• EXCERPT PROVIDED:
"""
I told him that Brazilian qualifications would be different to Australia in that they - the Brazilian qualifications - were probably worth only half what an Australian qualification is worth [6]. Therefore, he should prepare himself for further study. Somewhat unnecessarily, he said he’d commenced a Doctor in Mechanical Engineering four months ago.

Undeterred, I continued. I warned him there would be a strict language assessment and that, given his English was, at best, rudimentary, he unfortunately wouldn’t pass the language requirement. 

GREASE AND DIRT: I don't rule out that Rafinho is a qualified mechanic in his home country, but are those qualifications transferable to Australia? Unlikely. Having happened to stumble across him in the showers on multiple occasions, it also hasn't …

GREASE AND DIRT: I don't rule out that Rafinho is a qualified mechanic in his home country, but are those qualifications transferable to Australia? Unlikely. Having happened to stumble across him in the showers on multiple occasions, it also hasn't passed my observation that I've never seen him use a jar of Swarfega to clean his oily hands with. Hence, does he even know how to change a spark plug?
"""
• DATASET EXCERPTS:
"""
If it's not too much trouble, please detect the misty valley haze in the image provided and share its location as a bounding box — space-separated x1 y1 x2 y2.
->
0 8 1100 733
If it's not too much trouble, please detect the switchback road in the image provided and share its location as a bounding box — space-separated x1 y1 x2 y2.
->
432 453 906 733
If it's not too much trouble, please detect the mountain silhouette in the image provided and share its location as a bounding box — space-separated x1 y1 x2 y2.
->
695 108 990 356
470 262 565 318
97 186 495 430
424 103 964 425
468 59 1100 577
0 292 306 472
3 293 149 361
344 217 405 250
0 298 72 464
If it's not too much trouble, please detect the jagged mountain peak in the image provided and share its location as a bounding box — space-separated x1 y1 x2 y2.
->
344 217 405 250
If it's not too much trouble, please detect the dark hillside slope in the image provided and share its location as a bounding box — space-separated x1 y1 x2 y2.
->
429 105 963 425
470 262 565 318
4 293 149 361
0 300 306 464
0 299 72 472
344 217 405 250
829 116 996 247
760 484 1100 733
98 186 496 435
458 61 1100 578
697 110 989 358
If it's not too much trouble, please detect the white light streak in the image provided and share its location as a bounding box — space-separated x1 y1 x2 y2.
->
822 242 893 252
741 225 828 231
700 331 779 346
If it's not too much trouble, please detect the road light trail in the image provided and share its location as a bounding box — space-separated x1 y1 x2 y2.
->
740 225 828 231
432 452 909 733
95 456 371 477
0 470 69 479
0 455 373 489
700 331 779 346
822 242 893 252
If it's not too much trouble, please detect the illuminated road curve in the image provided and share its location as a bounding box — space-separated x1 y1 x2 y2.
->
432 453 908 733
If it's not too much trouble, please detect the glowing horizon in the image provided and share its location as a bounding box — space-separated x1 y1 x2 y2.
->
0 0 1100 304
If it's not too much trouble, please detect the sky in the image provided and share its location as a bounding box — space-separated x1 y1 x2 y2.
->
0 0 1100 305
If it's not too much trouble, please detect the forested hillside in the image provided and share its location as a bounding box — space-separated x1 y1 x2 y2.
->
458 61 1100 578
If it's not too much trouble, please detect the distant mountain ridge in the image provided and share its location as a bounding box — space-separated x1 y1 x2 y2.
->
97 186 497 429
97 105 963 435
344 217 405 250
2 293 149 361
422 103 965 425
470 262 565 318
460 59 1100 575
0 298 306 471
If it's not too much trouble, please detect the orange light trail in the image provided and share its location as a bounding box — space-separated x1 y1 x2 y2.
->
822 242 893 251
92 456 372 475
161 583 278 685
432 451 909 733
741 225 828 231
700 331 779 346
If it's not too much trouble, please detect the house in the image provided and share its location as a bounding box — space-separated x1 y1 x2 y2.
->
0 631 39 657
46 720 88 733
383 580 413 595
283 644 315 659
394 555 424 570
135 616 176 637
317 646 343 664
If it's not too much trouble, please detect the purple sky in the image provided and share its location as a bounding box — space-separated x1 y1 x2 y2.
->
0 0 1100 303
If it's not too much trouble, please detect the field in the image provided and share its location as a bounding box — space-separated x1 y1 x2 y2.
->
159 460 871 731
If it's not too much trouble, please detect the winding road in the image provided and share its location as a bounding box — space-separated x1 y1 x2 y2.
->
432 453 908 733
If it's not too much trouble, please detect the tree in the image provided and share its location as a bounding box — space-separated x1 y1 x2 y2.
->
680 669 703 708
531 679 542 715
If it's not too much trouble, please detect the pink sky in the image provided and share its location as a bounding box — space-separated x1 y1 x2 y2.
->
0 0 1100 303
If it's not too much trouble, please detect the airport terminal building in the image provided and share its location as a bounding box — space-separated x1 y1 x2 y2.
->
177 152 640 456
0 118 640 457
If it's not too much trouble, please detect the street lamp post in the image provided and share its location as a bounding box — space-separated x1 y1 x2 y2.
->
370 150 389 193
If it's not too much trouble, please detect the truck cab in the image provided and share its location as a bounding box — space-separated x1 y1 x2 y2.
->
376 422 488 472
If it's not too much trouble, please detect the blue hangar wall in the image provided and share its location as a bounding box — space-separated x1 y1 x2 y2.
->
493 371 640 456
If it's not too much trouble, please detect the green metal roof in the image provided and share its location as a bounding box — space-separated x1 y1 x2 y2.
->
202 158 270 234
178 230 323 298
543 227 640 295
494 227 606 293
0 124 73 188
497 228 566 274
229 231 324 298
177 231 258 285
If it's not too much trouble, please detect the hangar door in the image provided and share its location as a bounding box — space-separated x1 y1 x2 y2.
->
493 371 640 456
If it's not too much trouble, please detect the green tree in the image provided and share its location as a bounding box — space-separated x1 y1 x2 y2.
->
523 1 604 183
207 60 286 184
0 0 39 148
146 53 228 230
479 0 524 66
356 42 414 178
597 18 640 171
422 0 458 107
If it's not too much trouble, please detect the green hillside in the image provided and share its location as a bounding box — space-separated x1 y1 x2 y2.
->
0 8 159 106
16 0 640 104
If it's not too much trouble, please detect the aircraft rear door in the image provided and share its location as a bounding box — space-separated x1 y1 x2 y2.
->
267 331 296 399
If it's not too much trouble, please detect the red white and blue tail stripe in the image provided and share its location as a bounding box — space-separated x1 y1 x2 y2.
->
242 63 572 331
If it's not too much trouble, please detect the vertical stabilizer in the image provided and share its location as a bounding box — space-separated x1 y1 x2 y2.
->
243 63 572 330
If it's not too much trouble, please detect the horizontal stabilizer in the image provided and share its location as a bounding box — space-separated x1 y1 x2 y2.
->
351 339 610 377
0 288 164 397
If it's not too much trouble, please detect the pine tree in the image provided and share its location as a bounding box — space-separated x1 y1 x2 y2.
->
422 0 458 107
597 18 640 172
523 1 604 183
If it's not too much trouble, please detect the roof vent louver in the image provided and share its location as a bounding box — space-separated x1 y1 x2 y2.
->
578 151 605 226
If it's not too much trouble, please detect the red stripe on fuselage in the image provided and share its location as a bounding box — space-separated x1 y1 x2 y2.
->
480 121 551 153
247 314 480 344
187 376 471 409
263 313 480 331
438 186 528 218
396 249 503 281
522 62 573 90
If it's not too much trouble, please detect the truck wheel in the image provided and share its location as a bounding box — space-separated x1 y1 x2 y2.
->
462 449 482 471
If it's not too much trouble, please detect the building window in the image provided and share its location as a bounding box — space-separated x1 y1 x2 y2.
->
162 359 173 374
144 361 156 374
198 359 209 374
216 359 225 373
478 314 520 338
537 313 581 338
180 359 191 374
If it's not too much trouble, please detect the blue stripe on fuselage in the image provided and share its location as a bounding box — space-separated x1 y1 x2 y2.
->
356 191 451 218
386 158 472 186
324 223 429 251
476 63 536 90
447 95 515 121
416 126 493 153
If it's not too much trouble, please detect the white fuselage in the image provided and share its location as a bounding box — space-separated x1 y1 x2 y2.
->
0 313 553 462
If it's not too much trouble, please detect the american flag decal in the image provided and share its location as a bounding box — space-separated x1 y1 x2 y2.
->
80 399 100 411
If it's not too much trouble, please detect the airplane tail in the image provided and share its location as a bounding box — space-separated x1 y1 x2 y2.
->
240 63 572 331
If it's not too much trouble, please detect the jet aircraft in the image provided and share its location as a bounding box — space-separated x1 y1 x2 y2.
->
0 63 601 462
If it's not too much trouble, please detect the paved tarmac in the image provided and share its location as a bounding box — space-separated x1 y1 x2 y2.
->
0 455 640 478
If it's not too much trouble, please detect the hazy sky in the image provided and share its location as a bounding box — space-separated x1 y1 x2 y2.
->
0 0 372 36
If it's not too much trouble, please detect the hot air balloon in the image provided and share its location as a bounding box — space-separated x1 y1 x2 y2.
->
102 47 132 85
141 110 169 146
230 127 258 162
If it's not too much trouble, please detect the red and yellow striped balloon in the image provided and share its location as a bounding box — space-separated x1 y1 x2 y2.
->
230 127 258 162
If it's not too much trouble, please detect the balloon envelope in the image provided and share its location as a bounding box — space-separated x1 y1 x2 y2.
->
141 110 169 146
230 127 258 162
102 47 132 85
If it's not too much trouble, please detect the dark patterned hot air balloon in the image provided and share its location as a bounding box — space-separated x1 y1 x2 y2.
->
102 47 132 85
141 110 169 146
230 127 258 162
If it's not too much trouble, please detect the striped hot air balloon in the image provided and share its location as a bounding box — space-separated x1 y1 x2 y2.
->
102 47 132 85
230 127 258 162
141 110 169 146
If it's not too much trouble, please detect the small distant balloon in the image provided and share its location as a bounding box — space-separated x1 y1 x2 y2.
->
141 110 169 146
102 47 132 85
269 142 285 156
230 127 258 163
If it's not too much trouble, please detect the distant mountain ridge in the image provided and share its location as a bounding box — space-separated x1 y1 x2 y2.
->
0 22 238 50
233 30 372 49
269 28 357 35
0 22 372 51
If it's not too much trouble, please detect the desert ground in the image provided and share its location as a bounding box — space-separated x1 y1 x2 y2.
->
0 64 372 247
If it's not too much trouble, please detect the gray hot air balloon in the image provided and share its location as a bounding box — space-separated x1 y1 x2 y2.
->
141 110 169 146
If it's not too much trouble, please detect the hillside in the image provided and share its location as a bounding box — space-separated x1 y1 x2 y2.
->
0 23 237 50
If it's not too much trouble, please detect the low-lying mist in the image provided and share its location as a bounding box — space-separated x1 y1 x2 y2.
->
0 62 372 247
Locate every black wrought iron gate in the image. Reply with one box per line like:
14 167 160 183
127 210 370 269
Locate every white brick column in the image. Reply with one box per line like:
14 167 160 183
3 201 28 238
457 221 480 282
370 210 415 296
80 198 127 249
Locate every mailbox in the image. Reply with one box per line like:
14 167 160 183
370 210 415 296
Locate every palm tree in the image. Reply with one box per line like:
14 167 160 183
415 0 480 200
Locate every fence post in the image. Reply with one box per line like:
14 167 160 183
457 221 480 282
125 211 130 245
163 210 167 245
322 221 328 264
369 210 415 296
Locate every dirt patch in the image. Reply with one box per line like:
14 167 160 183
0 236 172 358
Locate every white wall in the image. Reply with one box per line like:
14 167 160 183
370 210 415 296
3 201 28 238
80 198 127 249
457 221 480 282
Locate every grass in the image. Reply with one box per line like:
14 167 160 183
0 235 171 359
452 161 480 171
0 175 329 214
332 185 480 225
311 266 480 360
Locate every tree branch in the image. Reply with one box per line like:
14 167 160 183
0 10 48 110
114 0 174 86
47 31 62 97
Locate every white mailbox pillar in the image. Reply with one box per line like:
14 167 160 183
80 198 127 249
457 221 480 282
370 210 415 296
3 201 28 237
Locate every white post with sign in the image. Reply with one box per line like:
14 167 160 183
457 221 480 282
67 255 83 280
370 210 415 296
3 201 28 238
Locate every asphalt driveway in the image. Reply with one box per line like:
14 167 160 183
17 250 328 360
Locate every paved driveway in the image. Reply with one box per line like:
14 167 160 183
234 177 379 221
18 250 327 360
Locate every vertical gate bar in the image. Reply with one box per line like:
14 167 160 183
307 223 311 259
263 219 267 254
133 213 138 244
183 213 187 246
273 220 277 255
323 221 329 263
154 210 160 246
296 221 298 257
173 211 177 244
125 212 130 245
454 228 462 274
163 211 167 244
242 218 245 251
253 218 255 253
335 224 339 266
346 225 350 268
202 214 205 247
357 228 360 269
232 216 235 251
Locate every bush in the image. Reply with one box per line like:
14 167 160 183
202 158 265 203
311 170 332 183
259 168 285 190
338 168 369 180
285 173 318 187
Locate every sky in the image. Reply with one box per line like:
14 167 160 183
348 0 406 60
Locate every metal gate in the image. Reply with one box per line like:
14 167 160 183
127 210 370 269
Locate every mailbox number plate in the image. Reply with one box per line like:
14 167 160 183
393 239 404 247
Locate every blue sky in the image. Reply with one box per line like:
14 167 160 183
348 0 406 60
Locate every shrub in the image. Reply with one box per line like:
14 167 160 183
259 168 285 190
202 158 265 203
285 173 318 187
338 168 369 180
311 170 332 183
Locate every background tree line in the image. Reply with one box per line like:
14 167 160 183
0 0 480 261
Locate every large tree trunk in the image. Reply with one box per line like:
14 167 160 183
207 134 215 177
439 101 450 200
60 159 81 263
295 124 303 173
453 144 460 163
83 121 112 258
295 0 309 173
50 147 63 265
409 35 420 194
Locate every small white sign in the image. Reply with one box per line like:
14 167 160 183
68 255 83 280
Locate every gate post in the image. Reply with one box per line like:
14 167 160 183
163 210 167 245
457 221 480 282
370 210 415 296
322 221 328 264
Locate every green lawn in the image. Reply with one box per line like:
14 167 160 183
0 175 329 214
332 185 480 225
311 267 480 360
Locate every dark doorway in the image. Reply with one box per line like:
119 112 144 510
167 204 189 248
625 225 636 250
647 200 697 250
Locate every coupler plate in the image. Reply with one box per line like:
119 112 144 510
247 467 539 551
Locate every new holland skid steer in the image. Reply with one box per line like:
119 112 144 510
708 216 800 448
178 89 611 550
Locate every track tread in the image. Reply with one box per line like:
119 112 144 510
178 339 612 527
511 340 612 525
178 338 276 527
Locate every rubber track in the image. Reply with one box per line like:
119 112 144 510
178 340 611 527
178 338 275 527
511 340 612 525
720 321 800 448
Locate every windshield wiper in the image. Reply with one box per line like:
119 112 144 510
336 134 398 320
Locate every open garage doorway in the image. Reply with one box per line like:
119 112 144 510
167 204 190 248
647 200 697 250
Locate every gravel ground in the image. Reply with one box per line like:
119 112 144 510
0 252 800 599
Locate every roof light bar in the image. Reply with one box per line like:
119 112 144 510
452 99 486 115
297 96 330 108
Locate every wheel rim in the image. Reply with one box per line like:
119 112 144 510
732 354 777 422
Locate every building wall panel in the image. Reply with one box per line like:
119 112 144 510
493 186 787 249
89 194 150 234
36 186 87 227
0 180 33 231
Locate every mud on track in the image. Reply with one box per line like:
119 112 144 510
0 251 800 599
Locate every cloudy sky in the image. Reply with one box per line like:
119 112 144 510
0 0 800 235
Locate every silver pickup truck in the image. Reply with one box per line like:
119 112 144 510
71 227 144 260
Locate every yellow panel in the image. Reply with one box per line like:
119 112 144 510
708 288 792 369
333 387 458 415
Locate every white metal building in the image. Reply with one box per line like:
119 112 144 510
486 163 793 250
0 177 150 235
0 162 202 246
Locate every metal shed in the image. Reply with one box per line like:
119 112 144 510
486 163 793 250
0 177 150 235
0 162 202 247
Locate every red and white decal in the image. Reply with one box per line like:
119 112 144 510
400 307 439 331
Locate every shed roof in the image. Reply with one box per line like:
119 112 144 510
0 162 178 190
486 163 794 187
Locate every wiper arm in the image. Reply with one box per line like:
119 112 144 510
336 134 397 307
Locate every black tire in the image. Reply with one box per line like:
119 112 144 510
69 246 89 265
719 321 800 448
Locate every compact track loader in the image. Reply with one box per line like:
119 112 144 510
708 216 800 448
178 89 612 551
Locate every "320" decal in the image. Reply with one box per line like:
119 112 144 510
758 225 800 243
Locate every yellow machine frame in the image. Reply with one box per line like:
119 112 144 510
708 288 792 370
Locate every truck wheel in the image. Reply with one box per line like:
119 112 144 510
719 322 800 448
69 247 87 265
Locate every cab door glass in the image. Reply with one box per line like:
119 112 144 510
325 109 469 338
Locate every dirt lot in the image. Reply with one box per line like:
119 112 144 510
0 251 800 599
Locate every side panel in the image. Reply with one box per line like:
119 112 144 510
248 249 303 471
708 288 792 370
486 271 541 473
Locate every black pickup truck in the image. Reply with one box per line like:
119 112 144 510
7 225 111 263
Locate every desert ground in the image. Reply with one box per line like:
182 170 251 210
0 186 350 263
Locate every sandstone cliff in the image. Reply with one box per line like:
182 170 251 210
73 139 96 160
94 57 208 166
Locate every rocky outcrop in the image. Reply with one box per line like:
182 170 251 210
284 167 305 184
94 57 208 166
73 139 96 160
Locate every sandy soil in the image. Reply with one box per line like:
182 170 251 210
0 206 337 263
"""
• EXERCISES TO COMPLETE:
a – In the excerpt about Rafinho, what does the writer say they have never seen him use to clean his oily hands?
b – Carry the excerpt about Rafinho forward from its final sentence.
The listing is separate material and has no connection to the excerpt about Rafinho.

• RESPONSES BY ITEM NUMBER:
a – A jar of Swarfega.

b –
“You should probably think about returning to Sao Paulo,” I said, arm across his broad sweating shoulders.

“I scored 8 in the IELTS,” he replied.

“Really?!” I smiled. So happy for him and Flavia that their visa dreams could come true.

And I am. But it does make one think, doesn’t it. Unbeknownst to me, it’s apparent the Australian visa system has implemented the Rooney Rule [7] and is lowering the bar for non-Anglo applicants. How else to explain why Rafinho has had it so easy since entering the country; that his route to permanent residency is practically served to him on a plate. All while others - who have been in the country for years, struggling away - are told time and again that A-Level qualifications in, say, Art & Design, are insufficient to apply for a Skilled Visa.

I’m all about multiculturalism and giving those less fortunate a chance, but it does seem he has “jumped the queue”. 

Certainly this is the advice of Chandrakant, my long-time Migration agent. He’s from India, so he’d know.


[1] Disappointingly - and not to mention, outmoded - Darryl & Quintin continue to veto my suggestion to make the male and female bathrooms a communal bathroom, a la Ali McBeal. They claim women need a “safe space” within the hostel. It’s an attitude I find quite troubling in these progressive times. And, to think, as gay men they’d have expected every single one of us to vote “yes” in support of gay marriage!

[2] You can trust mine, however, are accurate. No need to exaggerate when my back catalogue of hits/stories are so seemingly full of wacky over the top characters and incidents it would (almost) be forgivable to think I’d made them up.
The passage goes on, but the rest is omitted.